### Material provided
──────────
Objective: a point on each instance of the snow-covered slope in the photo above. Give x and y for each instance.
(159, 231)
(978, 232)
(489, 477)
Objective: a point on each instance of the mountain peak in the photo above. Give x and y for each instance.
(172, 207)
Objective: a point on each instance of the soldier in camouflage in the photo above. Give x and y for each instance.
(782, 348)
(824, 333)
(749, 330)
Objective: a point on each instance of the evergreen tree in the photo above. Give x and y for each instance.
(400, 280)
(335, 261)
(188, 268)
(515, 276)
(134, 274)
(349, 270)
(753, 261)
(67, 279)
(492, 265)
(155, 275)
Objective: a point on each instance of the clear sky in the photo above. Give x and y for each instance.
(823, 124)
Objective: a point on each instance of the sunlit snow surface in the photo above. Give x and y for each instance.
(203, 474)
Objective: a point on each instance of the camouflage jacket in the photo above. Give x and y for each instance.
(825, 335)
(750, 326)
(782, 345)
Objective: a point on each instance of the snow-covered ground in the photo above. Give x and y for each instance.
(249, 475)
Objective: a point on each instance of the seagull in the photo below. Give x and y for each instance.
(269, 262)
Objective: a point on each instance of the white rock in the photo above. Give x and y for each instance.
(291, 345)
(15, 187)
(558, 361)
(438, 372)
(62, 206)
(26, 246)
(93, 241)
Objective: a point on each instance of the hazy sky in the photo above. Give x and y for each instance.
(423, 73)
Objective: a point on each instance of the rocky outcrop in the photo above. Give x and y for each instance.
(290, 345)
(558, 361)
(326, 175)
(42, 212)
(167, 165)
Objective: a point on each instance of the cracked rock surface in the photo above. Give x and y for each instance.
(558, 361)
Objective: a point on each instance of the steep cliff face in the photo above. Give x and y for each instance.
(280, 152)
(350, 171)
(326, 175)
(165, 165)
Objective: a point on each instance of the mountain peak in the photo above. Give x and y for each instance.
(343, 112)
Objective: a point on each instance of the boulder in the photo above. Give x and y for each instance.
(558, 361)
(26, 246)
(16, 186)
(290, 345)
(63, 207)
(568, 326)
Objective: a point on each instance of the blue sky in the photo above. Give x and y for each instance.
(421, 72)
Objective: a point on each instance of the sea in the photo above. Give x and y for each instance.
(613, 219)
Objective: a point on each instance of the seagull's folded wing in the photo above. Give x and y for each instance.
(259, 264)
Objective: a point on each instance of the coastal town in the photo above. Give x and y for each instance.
──────────
### Prompt
Only the lines from the line with "Objective: a point on each instance of the boulder" to the final line of the entries are to be returned, each exactly as written, both ends included.

### Your response
Objective: a point on each instance of the boulder in the photo above. Give x and y for each instance.
(558, 361)
(26, 246)
(16, 186)
(290, 345)
(63, 207)
(568, 326)
Objective: a point on each instance of the blue sky in the photo above. Give x and y for each instance.
(421, 72)
Objective: a point on each instance of the sea in the photo above. Give x and y for each instance.
(613, 219)
Objective: a point on each instance of the seagull's folded wing in the photo above. Give x and y for each instance.
(259, 264)
Objective: a point on each instance of the coastal town in the photo above. Give x and y for each instance.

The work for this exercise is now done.